[Problem to work on] Reproduce the items below word for word, beginning with their first line and stopping after the line that contains "column 492, row 406". Leave out the pictures.

[Data]
──────────
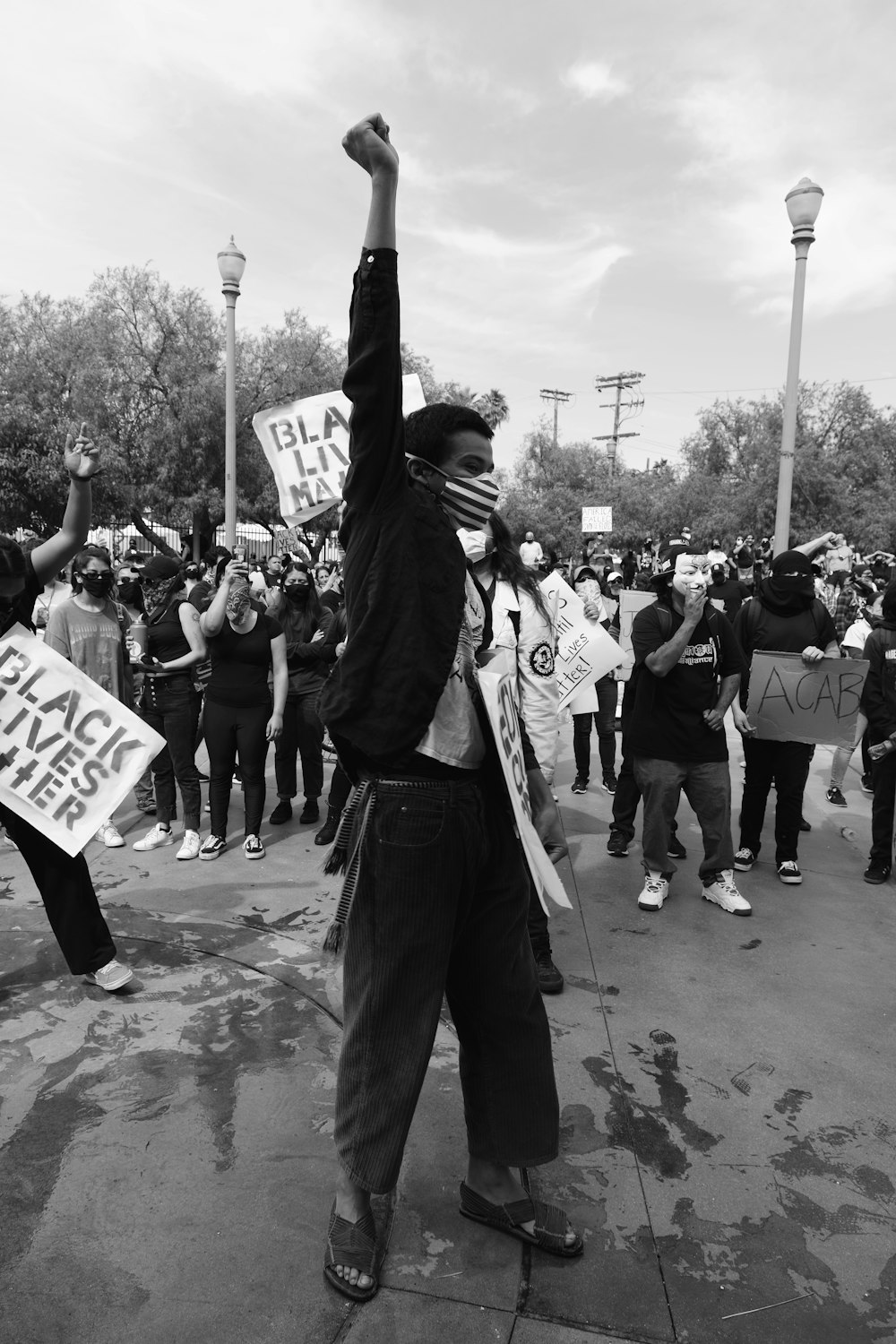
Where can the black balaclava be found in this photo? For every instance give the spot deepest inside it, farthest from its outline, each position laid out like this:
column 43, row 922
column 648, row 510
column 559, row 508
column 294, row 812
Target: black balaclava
column 790, row 588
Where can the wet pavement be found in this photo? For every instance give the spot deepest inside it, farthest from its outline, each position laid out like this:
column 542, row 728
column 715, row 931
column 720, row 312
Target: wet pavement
column 728, row 1136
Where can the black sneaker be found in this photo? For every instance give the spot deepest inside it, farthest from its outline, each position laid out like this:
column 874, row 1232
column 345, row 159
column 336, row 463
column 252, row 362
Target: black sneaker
column 876, row 873
column 675, row 849
column 616, row 844
column 549, row 978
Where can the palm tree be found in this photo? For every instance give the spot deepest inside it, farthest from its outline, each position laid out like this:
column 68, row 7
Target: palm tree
column 492, row 406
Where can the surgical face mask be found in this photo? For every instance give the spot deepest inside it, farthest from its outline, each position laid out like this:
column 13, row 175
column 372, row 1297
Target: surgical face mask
column 238, row 605
column 99, row 583
column 476, row 543
column 691, row 574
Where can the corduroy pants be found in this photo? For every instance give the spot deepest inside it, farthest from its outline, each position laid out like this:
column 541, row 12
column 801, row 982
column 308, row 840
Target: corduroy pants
column 441, row 908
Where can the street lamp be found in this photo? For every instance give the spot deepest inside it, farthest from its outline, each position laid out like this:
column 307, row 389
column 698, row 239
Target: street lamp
column 804, row 203
column 231, row 265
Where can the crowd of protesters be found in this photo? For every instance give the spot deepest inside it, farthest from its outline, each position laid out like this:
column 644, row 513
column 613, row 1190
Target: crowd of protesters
column 381, row 653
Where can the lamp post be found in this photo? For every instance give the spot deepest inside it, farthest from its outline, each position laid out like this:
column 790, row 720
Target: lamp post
column 231, row 265
column 804, row 203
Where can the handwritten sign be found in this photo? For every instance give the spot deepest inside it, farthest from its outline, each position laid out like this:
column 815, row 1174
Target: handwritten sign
column 597, row 519
column 796, row 702
column 495, row 685
column 69, row 752
column 306, row 448
column 584, row 650
column 632, row 602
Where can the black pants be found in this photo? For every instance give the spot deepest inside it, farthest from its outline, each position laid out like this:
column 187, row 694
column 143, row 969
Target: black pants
column 441, row 908
column 67, row 894
column 234, row 734
column 605, row 722
column 171, row 707
column 304, row 736
column 883, row 774
column 788, row 763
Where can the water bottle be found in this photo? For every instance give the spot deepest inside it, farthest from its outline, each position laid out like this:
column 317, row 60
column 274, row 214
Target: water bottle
column 137, row 640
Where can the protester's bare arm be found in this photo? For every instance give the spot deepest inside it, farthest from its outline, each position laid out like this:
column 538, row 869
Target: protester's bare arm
column 662, row 660
column 818, row 543
column 368, row 145
column 727, row 691
column 82, row 461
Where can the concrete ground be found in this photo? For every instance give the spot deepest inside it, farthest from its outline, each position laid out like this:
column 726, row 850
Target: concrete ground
column 728, row 1142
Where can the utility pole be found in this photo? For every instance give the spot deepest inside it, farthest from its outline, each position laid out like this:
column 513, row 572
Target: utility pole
column 552, row 394
column 627, row 382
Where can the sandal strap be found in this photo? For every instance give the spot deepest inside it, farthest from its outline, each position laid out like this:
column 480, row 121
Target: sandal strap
column 352, row 1245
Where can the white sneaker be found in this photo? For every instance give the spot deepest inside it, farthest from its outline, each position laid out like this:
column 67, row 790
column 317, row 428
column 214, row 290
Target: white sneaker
column 110, row 836
column 112, row 976
column 190, row 849
column 155, row 839
column 656, row 890
column 723, row 892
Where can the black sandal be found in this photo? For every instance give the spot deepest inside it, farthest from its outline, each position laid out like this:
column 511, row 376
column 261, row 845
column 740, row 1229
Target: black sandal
column 354, row 1246
column 551, row 1222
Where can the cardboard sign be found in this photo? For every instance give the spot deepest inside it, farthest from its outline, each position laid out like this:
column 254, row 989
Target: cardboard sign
column 69, row 752
column 306, row 448
column 632, row 602
column 796, row 702
column 597, row 519
column 584, row 650
column 495, row 683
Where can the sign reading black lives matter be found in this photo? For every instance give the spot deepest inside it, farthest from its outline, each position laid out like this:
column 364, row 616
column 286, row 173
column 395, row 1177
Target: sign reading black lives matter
column 306, row 448
column 69, row 752
column 791, row 701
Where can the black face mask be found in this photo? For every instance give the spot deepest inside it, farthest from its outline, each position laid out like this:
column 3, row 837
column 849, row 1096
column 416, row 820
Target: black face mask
column 129, row 590
column 99, row 585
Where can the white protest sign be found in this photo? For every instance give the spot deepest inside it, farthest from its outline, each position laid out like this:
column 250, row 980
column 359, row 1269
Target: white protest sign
column 306, row 448
column 497, row 696
column 632, row 602
column 597, row 519
column 69, row 752
column 584, row 650
column 796, row 702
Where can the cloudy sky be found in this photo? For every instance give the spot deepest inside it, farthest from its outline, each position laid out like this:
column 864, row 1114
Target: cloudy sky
column 587, row 187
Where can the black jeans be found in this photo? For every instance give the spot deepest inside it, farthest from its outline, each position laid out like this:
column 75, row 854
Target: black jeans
column 788, row 765
column 605, row 722
column 237, row 734
column 883, row 774
column 304, row 734
column 67, row 897
column 441, row 908
column 171, row 707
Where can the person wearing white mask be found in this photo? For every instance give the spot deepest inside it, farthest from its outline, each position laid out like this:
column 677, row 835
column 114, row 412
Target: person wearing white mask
column 688, row 668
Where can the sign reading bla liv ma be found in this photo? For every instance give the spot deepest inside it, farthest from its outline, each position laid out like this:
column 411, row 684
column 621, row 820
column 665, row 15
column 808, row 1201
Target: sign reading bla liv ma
column 69, row 752
column 306, row 448
column 791, row 701
column 497, row 696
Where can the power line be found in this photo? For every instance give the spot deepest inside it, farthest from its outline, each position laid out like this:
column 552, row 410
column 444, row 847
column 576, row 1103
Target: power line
column 554, row 394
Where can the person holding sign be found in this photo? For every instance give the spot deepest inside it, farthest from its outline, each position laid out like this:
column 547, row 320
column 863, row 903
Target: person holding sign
column 64, row 882
column 437, row 892
column 879, row 703
column 688, row 669
column 785, row 617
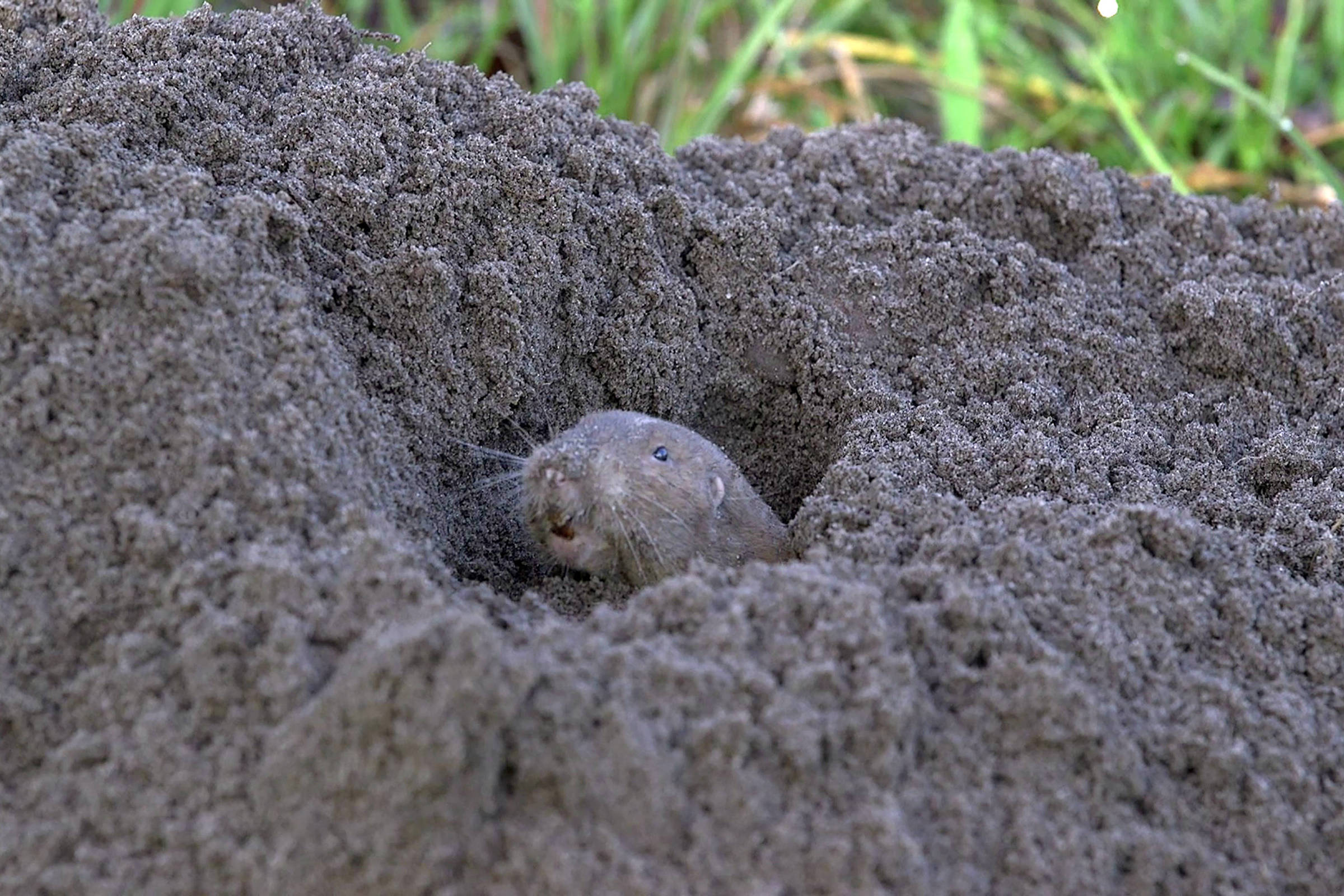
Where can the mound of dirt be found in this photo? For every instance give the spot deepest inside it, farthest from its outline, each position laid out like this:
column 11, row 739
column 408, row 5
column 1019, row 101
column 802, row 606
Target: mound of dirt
column 1061, row 452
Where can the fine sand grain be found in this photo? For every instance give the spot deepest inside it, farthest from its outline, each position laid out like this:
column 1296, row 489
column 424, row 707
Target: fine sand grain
column 1062, row 453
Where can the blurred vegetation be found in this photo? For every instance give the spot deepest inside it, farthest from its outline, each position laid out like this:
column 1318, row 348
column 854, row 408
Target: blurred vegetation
column 1224, row 96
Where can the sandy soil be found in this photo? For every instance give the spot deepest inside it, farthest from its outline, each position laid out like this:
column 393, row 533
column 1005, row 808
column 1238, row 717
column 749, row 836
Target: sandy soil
column 1061, row 452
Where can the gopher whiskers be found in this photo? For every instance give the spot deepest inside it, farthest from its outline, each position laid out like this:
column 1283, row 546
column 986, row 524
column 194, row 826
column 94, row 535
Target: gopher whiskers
column 629, row 542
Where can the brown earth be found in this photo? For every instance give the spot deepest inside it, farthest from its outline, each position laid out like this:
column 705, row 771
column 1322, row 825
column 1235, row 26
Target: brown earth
column 1062, row 452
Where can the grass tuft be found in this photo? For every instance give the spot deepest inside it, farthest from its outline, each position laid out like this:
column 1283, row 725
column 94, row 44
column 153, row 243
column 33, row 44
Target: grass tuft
column 990, row 73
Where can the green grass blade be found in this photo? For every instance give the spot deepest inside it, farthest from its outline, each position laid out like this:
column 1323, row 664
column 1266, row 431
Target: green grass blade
column 1287, row 53
column 1130, row 122
column 1258, row 101
column 962, row 109
column 736, row 73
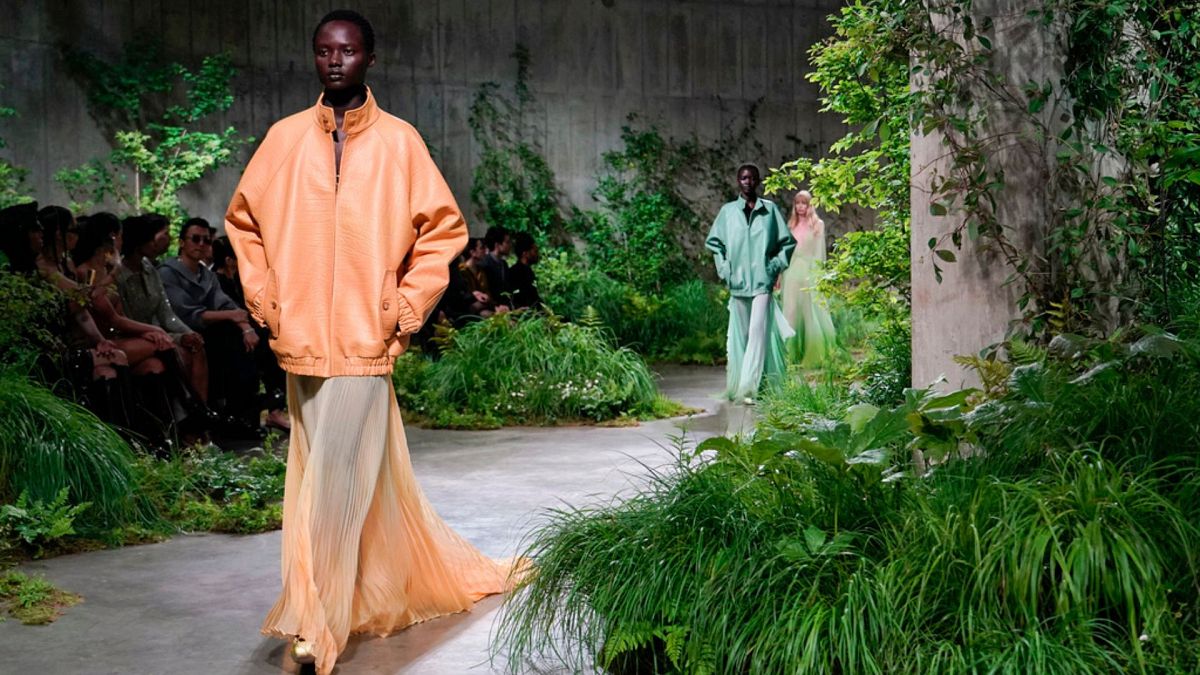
──────────
[Finished exercise]
Where can the black balaclava be found in this photo? For every instance give the spot deepest inside it, farthest from its outline, each position laid out like this:
column 43, row 922
column 648, row 510
column 559, row 508
column 294, row 812
Target: black balaclava
column 790, row 588
Where can the wet pavement be found in this photo? For every instance give the spot deepest inside it, farthest from its outline, each position laid out like this:
column 542, row 728
column 715, row 931
column 720, row 312
Target: wet pavement
column 728, row 1136
Where can the black sneaker be found in this photo? For every instance give the spot deepest inside it, farthest from its outline, each position laid out like this:
column 874, row 1232
column 345, row 159
column 336, row 463
column 252, row 362
Target: black sneaker
column 876, row 873
column 675, row 849
column 616, row 844
column 549, row 978
Where can the palm tree be found in this photo? For every instance give the spot deepest inside it, farthest from its outline, each position laid out like this:
column 68, row 7
Target: palm tree
column 492, row 406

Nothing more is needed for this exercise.